Exercise >>
Reproduce the material verbatim from its beginning through the line containing "point(28, 641)", with both the first line and that line included.

* BEGIN Given information *

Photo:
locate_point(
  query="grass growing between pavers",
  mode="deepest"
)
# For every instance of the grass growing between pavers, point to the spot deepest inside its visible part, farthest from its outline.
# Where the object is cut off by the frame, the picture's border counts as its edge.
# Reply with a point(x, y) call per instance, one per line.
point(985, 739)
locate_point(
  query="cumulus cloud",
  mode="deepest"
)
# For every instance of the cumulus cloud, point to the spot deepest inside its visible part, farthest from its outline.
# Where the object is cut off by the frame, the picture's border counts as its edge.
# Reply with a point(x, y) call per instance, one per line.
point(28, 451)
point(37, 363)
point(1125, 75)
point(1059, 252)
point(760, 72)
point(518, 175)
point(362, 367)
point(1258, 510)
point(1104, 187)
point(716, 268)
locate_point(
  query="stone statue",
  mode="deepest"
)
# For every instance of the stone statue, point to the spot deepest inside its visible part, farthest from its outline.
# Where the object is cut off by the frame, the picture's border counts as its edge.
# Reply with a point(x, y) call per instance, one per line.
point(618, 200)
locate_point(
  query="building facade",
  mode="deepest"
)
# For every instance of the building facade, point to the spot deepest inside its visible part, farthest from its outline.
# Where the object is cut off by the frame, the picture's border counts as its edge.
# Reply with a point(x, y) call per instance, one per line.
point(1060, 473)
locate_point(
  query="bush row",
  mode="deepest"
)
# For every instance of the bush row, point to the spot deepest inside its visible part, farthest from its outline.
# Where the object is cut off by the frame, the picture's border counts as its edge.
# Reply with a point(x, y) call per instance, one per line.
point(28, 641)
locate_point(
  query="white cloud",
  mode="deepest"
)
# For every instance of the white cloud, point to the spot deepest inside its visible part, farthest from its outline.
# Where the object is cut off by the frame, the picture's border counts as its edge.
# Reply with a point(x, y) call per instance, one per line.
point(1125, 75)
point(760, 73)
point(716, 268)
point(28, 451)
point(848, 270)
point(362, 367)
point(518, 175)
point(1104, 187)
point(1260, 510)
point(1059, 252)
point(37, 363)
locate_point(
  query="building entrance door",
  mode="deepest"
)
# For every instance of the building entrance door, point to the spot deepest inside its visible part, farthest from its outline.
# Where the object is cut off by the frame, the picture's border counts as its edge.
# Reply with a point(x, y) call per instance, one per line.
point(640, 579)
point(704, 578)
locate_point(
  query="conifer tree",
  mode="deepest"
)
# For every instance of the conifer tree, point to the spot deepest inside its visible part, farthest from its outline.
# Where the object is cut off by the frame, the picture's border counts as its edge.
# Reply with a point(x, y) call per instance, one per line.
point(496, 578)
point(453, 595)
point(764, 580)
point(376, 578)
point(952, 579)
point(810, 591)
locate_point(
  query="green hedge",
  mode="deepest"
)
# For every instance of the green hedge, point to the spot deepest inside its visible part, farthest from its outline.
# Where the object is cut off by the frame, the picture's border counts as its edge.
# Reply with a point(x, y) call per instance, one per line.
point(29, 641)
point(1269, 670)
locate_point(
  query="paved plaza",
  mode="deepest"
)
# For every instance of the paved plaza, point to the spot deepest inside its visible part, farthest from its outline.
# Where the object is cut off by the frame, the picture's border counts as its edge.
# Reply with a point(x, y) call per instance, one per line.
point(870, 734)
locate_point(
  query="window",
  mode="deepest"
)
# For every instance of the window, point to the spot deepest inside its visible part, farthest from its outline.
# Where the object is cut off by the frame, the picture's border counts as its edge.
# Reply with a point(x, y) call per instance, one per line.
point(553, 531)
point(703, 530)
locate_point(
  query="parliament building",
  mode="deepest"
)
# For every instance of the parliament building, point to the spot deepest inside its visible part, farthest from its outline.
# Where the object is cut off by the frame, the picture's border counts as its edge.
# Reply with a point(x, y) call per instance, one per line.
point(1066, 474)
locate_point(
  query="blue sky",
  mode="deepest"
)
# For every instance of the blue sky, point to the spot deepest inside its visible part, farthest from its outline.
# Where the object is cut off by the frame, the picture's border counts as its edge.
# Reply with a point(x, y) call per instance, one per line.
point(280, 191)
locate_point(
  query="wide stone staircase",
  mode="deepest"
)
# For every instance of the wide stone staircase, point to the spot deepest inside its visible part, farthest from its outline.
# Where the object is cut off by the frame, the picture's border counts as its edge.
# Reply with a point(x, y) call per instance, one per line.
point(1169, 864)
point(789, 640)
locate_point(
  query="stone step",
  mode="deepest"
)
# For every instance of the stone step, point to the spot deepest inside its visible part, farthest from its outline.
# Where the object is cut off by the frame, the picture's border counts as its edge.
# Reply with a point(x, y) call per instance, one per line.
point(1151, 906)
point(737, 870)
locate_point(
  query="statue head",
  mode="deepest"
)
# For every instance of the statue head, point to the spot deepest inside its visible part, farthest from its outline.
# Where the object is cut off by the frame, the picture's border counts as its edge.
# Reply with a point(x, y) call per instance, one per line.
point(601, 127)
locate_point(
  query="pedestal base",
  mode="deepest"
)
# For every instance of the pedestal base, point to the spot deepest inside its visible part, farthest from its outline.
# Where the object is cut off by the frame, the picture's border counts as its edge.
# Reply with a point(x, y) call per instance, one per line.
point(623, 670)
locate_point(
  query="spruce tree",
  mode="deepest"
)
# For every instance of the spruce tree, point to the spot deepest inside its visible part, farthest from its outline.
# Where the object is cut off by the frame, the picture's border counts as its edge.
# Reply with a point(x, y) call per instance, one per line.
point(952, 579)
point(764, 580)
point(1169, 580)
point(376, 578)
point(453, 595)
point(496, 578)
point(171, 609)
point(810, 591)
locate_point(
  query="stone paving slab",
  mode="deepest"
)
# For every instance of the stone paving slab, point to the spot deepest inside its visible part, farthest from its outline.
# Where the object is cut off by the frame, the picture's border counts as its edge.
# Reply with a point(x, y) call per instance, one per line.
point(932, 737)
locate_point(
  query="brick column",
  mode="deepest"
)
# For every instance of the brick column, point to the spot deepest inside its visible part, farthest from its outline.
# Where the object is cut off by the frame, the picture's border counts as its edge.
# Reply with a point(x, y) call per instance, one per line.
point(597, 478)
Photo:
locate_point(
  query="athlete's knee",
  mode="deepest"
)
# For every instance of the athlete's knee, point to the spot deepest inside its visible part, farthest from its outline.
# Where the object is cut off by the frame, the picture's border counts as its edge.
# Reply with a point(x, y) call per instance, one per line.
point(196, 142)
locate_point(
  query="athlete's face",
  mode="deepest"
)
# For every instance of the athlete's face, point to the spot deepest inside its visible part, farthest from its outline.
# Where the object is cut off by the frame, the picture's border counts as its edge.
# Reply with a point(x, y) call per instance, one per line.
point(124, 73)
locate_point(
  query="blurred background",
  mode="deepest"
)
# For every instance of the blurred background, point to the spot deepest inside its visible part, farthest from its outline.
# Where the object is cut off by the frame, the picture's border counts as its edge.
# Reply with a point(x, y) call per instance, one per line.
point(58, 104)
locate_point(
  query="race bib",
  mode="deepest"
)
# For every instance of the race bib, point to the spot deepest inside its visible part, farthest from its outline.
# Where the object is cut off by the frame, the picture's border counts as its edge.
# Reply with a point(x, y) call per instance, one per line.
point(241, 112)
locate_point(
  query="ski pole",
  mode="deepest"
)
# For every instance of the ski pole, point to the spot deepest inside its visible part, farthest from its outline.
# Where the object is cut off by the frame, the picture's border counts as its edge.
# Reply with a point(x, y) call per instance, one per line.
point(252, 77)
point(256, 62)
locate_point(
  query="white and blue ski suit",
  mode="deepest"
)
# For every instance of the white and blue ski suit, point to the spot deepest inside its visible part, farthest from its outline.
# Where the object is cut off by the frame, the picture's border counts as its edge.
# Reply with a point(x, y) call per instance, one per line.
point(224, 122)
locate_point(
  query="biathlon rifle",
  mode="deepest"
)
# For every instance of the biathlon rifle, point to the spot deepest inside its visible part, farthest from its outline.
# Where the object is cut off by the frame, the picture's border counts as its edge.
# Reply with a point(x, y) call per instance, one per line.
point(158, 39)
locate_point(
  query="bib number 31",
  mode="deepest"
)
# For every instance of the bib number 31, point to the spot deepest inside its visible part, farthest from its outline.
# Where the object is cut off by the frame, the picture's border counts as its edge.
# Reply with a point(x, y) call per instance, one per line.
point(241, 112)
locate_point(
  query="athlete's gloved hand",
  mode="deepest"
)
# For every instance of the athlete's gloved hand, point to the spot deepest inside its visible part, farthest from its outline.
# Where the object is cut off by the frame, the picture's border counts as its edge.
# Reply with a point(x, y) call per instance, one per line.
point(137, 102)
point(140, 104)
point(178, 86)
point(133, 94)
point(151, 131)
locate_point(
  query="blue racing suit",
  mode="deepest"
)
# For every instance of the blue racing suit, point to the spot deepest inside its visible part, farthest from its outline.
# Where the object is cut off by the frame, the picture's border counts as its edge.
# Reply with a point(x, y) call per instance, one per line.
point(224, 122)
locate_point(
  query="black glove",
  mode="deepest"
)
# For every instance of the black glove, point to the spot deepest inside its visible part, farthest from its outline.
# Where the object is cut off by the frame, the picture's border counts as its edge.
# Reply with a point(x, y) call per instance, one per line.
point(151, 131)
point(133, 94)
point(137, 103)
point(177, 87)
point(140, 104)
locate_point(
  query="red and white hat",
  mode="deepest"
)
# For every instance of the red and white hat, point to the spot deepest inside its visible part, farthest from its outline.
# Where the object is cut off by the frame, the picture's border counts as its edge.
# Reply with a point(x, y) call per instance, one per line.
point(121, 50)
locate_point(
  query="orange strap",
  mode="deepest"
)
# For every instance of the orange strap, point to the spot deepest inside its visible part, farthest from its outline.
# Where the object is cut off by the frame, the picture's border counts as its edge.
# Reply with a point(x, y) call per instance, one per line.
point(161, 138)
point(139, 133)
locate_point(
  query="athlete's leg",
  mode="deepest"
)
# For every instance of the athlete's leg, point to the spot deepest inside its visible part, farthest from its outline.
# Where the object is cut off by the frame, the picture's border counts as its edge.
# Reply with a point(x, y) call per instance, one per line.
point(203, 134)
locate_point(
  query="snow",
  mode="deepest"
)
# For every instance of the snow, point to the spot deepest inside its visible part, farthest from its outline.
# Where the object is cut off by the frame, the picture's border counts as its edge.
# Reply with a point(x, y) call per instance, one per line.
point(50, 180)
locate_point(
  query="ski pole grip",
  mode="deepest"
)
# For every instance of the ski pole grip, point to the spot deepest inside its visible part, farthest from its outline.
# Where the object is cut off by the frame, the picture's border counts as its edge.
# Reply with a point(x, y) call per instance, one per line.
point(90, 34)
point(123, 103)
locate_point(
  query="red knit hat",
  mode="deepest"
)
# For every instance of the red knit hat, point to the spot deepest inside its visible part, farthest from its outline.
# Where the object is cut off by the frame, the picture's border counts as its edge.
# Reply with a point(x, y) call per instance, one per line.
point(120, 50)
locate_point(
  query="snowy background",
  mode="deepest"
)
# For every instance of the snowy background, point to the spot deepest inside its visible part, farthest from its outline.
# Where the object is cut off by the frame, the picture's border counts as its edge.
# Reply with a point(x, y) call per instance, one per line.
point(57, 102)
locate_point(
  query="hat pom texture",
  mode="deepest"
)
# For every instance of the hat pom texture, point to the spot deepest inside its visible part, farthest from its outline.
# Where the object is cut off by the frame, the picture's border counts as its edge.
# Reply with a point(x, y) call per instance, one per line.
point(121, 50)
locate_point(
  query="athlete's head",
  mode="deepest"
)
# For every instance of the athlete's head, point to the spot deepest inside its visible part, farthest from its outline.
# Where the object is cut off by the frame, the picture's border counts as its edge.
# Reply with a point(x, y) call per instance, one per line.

* END Given information *

Answer to this problem >>
Photo:
locate_point(
  query="grass growing between pavers",
  mode="deepest"
)
# For every instance of the grass growing between pavers, point to the spot deepest inside its visible part, farthest from its outline.
# Where the object is cut off by the frame, the picture's border counts as its edge.
# Reply with a point(x, y) call per instance, one per line.
point(985, 739)
locate_point(
  query="cumulus cloud",
  mode="deepest"
)
# For every instance of the cumulus cloud, point to the spot deepest inside its visible part, farthest from its outline.
# Where the object is cut off by the frame, the picture's border counts as its edge.
# Reply with a point(x, y) call per instance, one per line.
point(28, 451)
point(37, 363)
point(1125, 75)
point(1059, 252)
point(760, 72)
point(518, 175)
point(362, 367)
point(1258, 510)
point(1104, 187)
point(716, 268)
locate_point(
  query="stone statue",
  mode="deepest"
)
# For every instance of the stone statue, point to the spot deepest inside its visible part, farthest from its outline.
# Where the object is cut off by the frame, the picture's border counts as its edge.
# Reply with a point(x, y) call per instance, one per line.
point(618, 200)
locate_point(
  query="building facade",
  mode="deepest"
)
# For every instance of the building facade, point to the spot deepest inside its visible part, farthest from its outline.
# Where the object is cut off by the frame, the picture's border counts as its edge.
# Reply with a point(x, y) call per instance, one per line.
point(1060, 473)
locate_point(
  query="bush row",
  mode="deepest"
)
# For every instance of the bush row, point to the spot deepest inside its visible part, farthest from its outline.
# Where the object is cut off by the frame, the picture's border counts as its edge.
# Reply with a point(x, y) call per instance, one per line.
point(28, 641)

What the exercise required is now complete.